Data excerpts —
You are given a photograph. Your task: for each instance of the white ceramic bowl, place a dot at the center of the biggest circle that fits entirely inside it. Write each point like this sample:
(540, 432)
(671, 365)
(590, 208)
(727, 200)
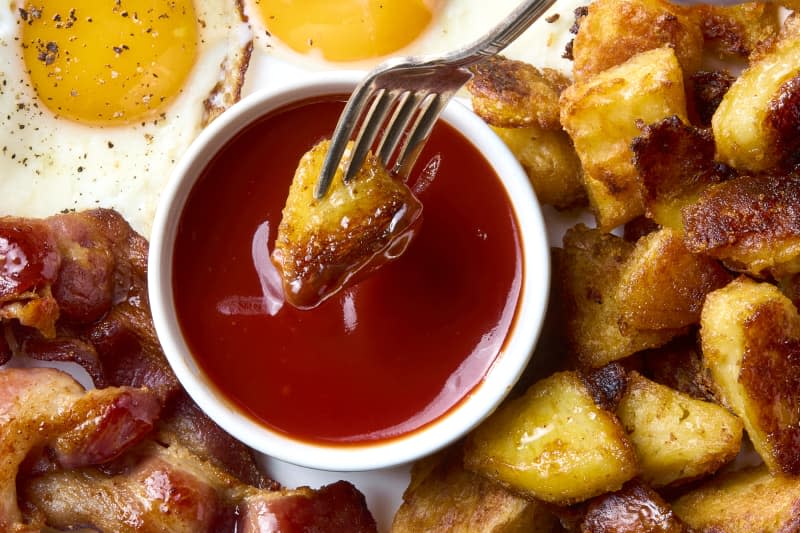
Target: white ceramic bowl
(500, 378)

Task brief —
The entries are to be written out in full and exactly, apart from the pictures.

Answer for this exercise —
You are given a photograph. Your task: for each instance of the white ceramic bowl, place a dot at the center of the biggest circle that fits entirely inside it. Write each point like this sample:
(540, 432)
(671, 365)
(590, 208)
(727, 200)
Target: white ceramic bowl
(500, 378)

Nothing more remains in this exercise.